* **Material for this task**:
● ● ●

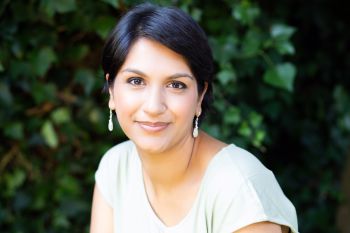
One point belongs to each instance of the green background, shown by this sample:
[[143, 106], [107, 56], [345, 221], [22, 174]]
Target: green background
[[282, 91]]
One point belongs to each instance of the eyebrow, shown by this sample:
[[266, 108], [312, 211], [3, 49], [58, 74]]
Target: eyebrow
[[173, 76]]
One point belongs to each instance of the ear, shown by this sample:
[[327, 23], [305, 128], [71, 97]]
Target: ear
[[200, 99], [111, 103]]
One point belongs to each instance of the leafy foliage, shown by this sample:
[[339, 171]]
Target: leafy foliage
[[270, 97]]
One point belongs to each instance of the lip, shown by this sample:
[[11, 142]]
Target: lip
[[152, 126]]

● ● ●

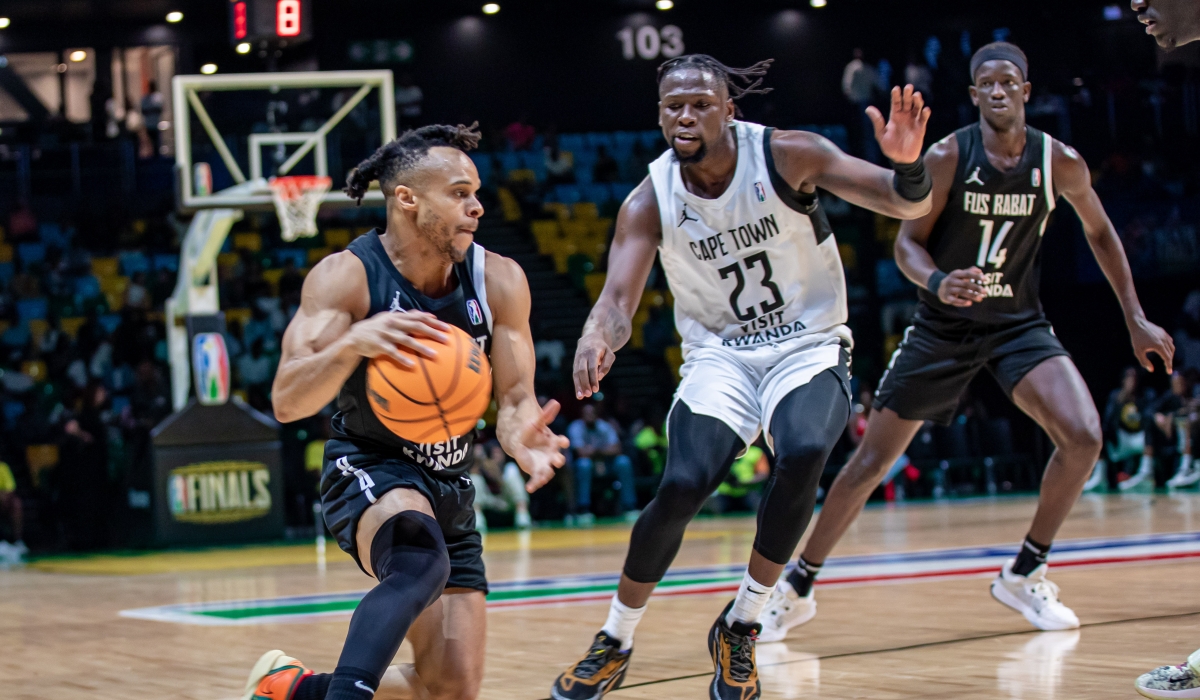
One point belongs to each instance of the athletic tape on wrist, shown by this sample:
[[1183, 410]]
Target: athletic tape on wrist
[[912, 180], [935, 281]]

● ● ●

* **Task**:
Rewrite the listing above from the line containing "One point belongs to each instance of the lip, shown" up to and including the line containing "[[152, 126]]", with "lip" replaced by "mouth" and nothing else changed.

* **Response to this exercise**:
One point belongs to each instance of the mouth, shown by this sample:
[[11, 142]]
Target: mouth
[[152, 126]]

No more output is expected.